=== Exercise objective ===
Continue the text on Betawi batik from the point where it stops.

=== Page excerpt ===
Javan native batik of Betawi ethnic, Indonesia

Betawi batik (lit. 'Batavian batik'; باتيك بۤتاوي) is a traditional cultural Betawi-style of batik, a Javan art and method of producing colored designs on textile. Native to the northwestern coastal region of Java, specifically within the historic Sunda Kalapa region (modern-day Greater Jakarta). Betawi batik is one of the indigenous Java-origin batiks, originally developed and adopted from their ancestral ancient Javanese (mainly Western Javanese, e.g. Pekalongan Javanese and Cirebon-Indramayu Javanese) cultural textile-making tradition. It is well-known for its vibrant colors and distinctive motifs that reflect the rich cultural heritage of the Betawi people.

On 2 October 2009, Batik (including Betawi batik) was internationally recognized by UNESCO as a Masterpiece of Oral and Intangible Heritage of Humanity from Indonesia. Since then, Batik Day has been annually celebrated, both within Indonesia and by the broader Indonesian diaspora on 2 October to commemorate this global recognition.

=== Records provided ===

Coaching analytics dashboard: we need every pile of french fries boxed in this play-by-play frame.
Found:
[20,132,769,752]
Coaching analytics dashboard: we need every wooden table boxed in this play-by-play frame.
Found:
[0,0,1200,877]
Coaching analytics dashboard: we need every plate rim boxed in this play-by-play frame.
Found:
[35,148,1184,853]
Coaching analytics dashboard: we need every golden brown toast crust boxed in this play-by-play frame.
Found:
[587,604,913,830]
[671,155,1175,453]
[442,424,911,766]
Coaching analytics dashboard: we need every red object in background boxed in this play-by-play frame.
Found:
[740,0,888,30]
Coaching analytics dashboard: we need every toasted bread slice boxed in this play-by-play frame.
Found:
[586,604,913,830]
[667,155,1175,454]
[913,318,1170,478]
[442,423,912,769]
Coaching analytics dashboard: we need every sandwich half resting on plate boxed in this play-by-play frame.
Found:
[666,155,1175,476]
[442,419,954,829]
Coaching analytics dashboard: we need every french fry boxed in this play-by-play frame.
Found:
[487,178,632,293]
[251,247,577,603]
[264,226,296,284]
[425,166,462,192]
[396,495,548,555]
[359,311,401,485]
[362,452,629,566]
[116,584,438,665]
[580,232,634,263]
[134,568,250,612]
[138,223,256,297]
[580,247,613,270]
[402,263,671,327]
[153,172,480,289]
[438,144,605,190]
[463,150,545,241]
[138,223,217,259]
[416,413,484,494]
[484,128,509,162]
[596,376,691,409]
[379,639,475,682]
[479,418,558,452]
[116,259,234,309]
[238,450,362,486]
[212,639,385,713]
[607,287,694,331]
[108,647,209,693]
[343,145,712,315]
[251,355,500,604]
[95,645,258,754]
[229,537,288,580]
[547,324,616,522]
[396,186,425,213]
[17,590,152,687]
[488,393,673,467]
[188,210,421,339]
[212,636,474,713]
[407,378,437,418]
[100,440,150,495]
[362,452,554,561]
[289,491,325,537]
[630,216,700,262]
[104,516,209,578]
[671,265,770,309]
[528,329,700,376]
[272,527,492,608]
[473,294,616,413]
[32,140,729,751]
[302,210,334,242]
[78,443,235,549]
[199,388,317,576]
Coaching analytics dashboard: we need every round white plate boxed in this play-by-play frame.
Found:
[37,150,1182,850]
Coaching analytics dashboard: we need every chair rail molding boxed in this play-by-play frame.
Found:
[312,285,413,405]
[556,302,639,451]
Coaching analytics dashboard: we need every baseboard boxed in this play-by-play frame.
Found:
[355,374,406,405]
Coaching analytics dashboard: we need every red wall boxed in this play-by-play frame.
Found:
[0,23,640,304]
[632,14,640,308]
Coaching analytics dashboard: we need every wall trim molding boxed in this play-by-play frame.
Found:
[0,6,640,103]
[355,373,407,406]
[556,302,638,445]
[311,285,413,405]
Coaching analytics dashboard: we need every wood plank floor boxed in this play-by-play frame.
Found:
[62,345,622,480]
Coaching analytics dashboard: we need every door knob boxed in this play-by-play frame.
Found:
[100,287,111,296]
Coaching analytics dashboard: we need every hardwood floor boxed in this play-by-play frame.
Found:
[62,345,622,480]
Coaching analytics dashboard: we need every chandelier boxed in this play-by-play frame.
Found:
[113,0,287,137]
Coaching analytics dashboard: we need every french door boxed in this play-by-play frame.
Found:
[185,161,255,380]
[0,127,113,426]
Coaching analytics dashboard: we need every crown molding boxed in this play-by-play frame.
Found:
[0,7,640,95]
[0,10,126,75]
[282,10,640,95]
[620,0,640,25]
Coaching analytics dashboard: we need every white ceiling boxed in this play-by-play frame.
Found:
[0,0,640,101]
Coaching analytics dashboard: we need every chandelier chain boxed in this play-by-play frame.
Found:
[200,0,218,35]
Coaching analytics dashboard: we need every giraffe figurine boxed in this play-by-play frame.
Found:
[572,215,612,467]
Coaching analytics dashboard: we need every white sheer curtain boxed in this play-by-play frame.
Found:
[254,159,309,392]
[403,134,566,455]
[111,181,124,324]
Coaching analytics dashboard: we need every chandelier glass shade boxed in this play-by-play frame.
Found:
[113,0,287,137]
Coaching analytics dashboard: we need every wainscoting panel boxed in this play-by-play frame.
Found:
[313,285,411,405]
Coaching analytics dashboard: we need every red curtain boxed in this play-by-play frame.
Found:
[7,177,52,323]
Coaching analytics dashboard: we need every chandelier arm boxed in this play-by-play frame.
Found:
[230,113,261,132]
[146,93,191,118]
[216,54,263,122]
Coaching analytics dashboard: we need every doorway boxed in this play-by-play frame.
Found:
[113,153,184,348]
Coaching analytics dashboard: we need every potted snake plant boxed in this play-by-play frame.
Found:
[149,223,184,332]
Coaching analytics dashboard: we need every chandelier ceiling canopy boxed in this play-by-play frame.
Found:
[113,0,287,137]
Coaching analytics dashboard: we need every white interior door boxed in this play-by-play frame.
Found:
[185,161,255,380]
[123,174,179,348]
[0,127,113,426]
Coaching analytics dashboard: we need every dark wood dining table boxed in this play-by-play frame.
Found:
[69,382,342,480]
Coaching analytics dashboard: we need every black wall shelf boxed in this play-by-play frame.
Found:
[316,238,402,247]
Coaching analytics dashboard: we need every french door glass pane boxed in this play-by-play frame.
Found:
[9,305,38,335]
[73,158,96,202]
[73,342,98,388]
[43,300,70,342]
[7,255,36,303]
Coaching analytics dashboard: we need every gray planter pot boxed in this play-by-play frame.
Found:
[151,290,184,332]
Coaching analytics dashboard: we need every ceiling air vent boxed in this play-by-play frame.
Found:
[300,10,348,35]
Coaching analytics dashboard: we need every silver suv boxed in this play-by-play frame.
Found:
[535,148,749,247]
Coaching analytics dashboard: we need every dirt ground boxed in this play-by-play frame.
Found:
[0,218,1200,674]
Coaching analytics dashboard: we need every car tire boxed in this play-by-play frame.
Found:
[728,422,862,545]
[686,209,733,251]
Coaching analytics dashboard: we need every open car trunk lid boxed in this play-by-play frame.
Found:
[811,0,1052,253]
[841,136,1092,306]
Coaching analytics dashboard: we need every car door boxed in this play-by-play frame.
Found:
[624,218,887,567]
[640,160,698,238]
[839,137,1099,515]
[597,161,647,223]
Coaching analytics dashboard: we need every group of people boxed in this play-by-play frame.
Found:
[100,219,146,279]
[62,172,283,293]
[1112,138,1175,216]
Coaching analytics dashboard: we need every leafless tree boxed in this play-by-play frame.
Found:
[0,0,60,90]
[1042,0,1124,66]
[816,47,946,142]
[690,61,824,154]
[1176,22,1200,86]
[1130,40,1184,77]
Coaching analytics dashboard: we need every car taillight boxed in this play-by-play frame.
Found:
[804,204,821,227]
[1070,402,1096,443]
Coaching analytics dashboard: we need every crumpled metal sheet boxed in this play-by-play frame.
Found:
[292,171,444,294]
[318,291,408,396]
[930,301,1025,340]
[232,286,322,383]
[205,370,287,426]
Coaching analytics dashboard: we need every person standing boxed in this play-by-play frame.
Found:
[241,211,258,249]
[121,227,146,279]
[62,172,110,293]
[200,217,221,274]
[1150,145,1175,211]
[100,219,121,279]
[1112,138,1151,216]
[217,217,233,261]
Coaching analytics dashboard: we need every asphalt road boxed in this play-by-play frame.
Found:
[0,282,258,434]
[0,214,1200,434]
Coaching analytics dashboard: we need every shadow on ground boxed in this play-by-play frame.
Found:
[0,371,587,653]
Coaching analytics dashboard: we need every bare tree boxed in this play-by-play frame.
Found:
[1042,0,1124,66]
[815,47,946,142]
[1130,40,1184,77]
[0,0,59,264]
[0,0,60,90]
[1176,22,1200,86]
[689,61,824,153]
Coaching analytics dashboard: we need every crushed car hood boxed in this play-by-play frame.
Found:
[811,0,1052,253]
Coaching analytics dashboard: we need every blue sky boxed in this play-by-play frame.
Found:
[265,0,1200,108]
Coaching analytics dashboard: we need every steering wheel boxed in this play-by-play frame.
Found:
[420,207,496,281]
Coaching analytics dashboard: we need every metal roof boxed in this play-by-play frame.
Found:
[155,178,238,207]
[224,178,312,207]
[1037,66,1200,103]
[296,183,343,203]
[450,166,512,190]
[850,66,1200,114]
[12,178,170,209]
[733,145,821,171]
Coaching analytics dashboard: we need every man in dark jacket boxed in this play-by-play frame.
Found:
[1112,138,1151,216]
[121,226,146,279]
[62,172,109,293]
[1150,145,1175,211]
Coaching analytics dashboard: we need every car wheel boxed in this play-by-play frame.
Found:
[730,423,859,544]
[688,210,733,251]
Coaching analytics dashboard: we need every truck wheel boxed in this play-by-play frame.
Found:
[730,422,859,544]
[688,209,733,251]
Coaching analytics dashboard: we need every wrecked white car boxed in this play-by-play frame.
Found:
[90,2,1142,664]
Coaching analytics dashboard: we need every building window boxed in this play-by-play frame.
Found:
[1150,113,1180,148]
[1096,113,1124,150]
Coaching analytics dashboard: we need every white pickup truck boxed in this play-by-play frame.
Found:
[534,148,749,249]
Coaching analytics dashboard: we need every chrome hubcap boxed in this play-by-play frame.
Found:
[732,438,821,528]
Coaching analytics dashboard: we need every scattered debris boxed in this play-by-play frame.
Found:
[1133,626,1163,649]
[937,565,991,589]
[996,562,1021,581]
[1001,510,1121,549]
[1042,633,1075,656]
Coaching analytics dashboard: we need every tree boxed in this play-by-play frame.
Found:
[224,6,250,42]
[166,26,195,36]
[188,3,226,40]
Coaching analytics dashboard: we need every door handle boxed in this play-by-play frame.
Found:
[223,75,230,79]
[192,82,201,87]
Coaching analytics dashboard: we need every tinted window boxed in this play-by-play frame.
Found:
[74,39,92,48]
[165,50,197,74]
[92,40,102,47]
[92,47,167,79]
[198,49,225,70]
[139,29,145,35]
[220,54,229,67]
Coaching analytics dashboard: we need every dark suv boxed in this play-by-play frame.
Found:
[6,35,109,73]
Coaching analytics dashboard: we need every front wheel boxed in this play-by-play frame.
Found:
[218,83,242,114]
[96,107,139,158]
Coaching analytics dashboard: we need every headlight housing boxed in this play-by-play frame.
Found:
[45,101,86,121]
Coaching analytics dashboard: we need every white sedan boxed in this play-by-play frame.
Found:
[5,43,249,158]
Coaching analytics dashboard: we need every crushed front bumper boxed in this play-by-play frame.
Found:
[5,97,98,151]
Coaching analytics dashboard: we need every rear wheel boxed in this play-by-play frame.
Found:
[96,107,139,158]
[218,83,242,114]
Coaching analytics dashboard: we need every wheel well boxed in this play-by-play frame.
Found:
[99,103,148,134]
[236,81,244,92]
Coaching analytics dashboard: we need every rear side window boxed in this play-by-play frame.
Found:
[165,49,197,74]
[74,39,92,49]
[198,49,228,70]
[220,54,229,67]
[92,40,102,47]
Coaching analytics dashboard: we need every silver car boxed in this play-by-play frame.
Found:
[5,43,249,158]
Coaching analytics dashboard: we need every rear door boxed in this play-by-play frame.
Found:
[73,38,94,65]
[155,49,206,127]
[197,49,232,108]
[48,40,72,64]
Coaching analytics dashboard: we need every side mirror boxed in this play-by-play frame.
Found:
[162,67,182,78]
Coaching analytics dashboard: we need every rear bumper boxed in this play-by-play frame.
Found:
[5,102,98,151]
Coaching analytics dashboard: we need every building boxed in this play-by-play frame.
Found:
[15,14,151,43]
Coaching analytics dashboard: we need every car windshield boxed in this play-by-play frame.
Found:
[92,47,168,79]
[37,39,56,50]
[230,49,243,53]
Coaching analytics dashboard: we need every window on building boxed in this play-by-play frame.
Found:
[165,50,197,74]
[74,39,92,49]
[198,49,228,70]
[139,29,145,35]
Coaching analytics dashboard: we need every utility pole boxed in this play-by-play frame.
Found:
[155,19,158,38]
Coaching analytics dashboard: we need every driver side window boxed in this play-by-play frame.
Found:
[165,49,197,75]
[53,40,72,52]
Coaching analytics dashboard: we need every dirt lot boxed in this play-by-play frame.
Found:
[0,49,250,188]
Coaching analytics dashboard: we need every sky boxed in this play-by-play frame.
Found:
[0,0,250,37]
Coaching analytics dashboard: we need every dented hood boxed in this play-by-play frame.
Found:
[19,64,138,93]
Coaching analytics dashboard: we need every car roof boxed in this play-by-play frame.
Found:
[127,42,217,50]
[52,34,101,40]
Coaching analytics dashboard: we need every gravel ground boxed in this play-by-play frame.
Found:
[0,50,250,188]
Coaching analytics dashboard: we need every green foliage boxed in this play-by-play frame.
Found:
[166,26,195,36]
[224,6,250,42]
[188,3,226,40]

=== Solved problem ===
Since 2017, as part of Indonesia's cultural heritage preservation efforts, the Government of Indonesia, through the Ministry of Education, Culture, Research, and Technology, has initiated the digitization and official inscription of Betawi batik as an element of the nation's intangible cultural heritage. The designation identifies Greater Jakarta and the Seribu Islands as the associated geographical indication, it is protected under national laws.

==Characteristics==
===Motifs===
The motifs of Betawi batik are inspired by the culture of Sunda Kalapa (Greater Jakarta), such as Ondel-ondel (lit. 'traditional Betawi giant puppets'), kembang kelapa (lit. 'coconut flowers'), nusa kelapa (a symbolic unity motif of Sunda Kalapa land), and Pencak Silat Betawi (lit. 'Betawi traditional martial arts').
===Colors===
Betawi batik is characterized by bright, contrasting colors, often using reds, yellows, blues, and greens, as opposed to ancient Javanese batik that predominantly used earth tones. This shift reflects Betawi's ethnologic branching out from native Sundanese traditions.